(Text under study)
The best way of keeping your patients informed is with a patient newsletter. This should be interesting and informative without any sales pitches, and should look attractive so people will want to read it. The best time to send a newsletter to a patient is a week or two before their next visit, as part of your recall process. That way they have time to read it, and its contents will still be fresh in their minds when they see you, making it more likely that they will mention the articles they were interested in.

Capitalising on interest

Turning a patient’s interest in a treatment into actually going ahead with it is perhaps one of the most difficult parts of running a successful dental practice. Generally, dentists do not like the process of selling products or services. Most people tend to shy away from hard-nosed salesmen, preferring to make up their mind in their own time.

Unlike selling, marketing is more subtle – it’s about giving people the information they need so that they can make an informed decision. This means working with the patient to establish exactly what their needs are and explaining how you can best meet them. A dental menu (often referred to as a dental wish list) is an ideal way of doing this. It is a short questionnaire which asks patients how they feel about various aspects of their smile, and the answers help you start a discussion about the best way of making them feel happier about it. You should emphasise to patients that the menu is not mandatory but is for their benefit.

Some practices encourage patients to complete dental menus via competitions. One of our clients has just run a very successful competition which offered four people a free smile makeover. This has generated a lot of interest in the practice and its cosmetic treatments.

Other practices are choosing one client every couple of months from those who have completed the questionnaires, and making their dental wishes come true. Again, this stimulates enormous interest and gives the dentist a great opportunity to open a discussion about smile enhancements.

Showing patients before and after photographs and talking them through case studies similar to their own helps too – it shows that ‘ordinary’ people just like them are suitable for the treatment. Cost can often be an issue, so make it easier for your patients by offering a range of options including monthly payment schemes. Often this can make all the difference between a patient going ahead with a treatment or reluctantly deciding not to.
(End Text under study)
(Records provided)
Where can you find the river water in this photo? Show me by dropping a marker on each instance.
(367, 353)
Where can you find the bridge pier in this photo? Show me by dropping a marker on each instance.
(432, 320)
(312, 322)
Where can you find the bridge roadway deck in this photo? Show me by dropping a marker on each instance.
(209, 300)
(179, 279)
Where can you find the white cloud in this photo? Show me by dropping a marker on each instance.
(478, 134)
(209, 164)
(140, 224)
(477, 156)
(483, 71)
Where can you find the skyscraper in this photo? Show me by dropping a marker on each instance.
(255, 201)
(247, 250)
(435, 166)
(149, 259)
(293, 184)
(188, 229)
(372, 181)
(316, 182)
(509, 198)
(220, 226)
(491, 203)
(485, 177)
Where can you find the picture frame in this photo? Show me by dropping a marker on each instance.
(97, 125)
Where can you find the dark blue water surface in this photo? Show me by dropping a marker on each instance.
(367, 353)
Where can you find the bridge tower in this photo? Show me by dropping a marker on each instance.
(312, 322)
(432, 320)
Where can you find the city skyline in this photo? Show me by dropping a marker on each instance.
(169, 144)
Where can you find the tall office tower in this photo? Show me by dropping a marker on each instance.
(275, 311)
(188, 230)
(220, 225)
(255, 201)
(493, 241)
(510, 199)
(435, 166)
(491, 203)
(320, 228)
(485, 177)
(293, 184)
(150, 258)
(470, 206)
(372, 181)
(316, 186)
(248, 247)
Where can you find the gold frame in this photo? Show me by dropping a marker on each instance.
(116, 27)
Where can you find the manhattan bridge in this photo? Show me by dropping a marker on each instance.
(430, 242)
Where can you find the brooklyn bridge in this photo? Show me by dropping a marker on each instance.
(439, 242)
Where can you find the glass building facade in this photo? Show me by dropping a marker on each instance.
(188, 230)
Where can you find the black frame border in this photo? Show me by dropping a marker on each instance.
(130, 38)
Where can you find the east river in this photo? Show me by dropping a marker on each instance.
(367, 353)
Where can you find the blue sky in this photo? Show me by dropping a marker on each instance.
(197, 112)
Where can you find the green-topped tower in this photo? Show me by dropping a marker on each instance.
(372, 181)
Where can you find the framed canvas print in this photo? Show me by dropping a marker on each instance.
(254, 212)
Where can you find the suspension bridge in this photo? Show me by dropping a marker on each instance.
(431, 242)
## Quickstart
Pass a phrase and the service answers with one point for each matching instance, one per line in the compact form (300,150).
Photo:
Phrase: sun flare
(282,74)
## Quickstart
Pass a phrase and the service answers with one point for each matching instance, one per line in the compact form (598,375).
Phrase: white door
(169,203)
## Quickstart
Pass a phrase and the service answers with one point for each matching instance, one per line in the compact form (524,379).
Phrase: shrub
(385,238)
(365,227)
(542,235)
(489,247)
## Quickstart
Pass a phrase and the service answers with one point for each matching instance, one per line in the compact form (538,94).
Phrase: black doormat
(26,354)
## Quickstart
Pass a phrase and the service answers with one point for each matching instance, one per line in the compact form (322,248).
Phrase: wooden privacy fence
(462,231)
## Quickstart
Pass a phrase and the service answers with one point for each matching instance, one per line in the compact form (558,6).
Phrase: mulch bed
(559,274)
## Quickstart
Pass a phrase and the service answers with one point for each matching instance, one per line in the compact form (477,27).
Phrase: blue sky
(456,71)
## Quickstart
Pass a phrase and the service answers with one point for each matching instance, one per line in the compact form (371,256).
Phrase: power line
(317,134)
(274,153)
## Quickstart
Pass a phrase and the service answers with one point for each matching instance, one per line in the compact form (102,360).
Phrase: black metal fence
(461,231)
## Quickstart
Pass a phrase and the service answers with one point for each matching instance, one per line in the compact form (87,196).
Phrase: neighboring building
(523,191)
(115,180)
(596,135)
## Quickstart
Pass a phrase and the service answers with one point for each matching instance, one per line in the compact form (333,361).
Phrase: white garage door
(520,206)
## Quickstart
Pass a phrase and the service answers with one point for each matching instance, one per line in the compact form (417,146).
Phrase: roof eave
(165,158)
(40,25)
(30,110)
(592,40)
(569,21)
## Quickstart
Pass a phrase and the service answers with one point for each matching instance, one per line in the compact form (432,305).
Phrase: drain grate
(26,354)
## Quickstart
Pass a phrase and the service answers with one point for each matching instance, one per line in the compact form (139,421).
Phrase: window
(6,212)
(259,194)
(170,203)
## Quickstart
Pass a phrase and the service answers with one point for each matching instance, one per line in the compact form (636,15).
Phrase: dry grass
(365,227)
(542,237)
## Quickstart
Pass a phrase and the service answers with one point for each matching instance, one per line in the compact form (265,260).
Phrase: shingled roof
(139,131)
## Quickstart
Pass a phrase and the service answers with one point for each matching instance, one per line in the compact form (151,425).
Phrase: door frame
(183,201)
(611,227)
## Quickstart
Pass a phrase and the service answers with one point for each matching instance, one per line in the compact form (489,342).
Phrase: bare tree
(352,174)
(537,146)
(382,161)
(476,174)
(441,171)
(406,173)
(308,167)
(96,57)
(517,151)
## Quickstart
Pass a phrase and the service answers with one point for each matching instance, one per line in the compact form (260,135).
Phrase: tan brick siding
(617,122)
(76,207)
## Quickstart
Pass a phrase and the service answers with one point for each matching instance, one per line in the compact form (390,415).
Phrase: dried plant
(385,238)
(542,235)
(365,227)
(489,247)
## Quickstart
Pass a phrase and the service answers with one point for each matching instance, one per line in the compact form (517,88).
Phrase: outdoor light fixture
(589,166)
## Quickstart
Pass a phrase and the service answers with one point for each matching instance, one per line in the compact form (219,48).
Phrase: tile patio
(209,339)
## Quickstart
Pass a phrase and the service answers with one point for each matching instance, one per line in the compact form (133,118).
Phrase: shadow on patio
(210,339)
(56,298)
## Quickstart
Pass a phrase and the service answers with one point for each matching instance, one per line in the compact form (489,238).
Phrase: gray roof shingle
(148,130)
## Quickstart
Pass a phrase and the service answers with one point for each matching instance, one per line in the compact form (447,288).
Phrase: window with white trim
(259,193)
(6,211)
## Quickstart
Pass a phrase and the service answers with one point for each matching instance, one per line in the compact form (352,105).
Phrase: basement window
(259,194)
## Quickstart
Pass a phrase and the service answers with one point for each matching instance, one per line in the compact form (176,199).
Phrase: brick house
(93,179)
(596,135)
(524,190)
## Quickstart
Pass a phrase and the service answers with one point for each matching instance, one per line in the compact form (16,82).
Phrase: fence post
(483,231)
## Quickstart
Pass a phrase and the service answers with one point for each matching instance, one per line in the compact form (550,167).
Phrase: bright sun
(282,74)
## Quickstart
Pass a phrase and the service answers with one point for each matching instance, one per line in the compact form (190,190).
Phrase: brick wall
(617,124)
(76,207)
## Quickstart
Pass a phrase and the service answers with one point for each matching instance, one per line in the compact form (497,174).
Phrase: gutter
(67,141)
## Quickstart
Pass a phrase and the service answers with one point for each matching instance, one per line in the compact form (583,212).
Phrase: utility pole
(End Records provided)
▶ [Work order A]:
Answer these questions using the text on marketing a dental practice:
(i) When is the best time to send a patient a newsletter?
(ii) What is a dental menu often referred to as?
(iii) What did the competition run by one of the clients offer?
▶ [Work order B]:
Write a continuation of the text on marketing a dental practice, beginning after its final sentence.

▶ [Response area A]:
(i) A week or two before the patient's next visit, as part of the recall process.
(ii) A dental wish list.
(iii) A free smile makeover for four people.

▶ [Response area B]:
Ensuring your patients return

Regular communication with patients is vital to the future success of your practice. You need your patients to keep thinking that your practice is undoubtedly the best one for them – and to do that you need to keep reminding them that you are.

One way of doing this is to keep them informed about changes you make at the practice. For example, if you have just bought an intra-oral camera or a digital X-ray, invested in a new whitening system, refurbished the patient lounge or completed a post-graduate training course, you need to let your patients know.

Let them know about the benefits to them rather than to the practice – a digital X-ray therefore keeps them safer, a new qualification further assures them of being in the best possible hands, a new computer system means a more efficient service when they book appointments.

Information about the practice team is always well received – it makes patients feel more involved with the practice. This can include snippets of news about staff who are joining or leaving, who have earned a new qualification, who have done well in a hobby or past-time or who are getting married or having a baby.

Optimising referrals

Many patients don’t realise that their dental practice is happy to take on new patients – they tend to assume that the media stories featuring long queues for NHS dentists applies across the board.

So, again, you need to let them know, and remind them regularly too. Some of our clients have a referral card – a little like a large business card – and ask patients to pass it on to anyone they think may be interested. You should take the time to thank anyone who provides a referral – such little gestures can make a huge difference, and will encourage the patient to continue referring.